## Document excerpt
===

Meet the Staff: David Saveanu

Emma Gray

Editor

David Saveanu is a second-year English major at Parkland. He plans on transferring to the University of Illinois to complete his degree. He is also a writer for the Prospectus.

Saveanu says his interest in English did not begin until late into his high school career.

“In high school I was like a pretty bad kid and I thought that school wasn’t for me,” he said. “I never really felt like it was a place where I could belong. So I just always saw myself working with my hands or doing something that has nothing to do with academia. But my senior year of high school I met someone who took the time to understand me, as opposed to putting me in a box; we started dating soon after. She taught me that I was capable of more, and that if I applied myself I would get more out of school; it was because of her that I wanted to teach, and be able to do the same thing for other struggling kids.”

He wanted to use his major, alongside a secondary education minor, to teach at the high school level.

However, Saveanu says as he works at the Prospectus he is finding himself thinking more about having a career in journalism.

“[News writing] feels a little more selfish—but exciting. And [teaching] feels more fulfilling. So, I don’t know,” he said.

In the end Saveanu is unsure which he will pursue and possibly plans on doing both in his life.

Saveanu plans to spend in life in the United States, but did not begin it here. 

“I was born in Romania,” Saveanu said. “I came to the United States when I was nine through the visa lottery. I literally won the life I have now, otherwise immigrating would’ve been very tough. We were actually supposed to move to Canada, but once we won our green cards to the U.S., we decided that we had move there instead.”

“When we first moved to the U.S., I lived in Detroit for a month and then I moved to Chicago… We moved around a lot but we were in Chicago for most of my childhood…and then I came [to Champaign] for school.”

Saveanu remembers his parents moving from one neighborhood to the next, progressively moving the family to nicer and nicer areas.

“Because my parents were constantly switching jobs and trying to make a better situation at home we were constantly moving and upgrading the area we were from,” he said. “We started in Rogers Park, which right now is getting better, but at the time it was the worst neighborhood in Chicago.”

===

## Collected material
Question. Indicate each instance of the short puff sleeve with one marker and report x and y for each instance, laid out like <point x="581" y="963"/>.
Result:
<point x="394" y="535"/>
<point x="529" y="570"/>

===

## Task details
Please edit the staff profile by rewriting the passage between "Saveanu says his" and "high school level.", inclusive, with every "high school" changed to "secondary school".

## Solution
Saveanu says his interest in English did not begin until late into his secondary school career.

“In secondary school I was like a pretty bad kid and I thought that school wasn’t for me,” he said. “I never really felt like it was a place where I could belong. So I just always saw myself working with my hands or doing something that has nothing to do with academia. But my senior year of secondary school I met someone who took the time to understand me, as opposed to putting me in a box; we started dating soon after. She taught me that I was capable of more, and that if I applied myself I would get more out of school; it was because of her that I wanted to teach, and be able to do the same thing for other struggling kids.”

He wanted to use his major, alongside a secondary education minor, to teach at the secondary school level.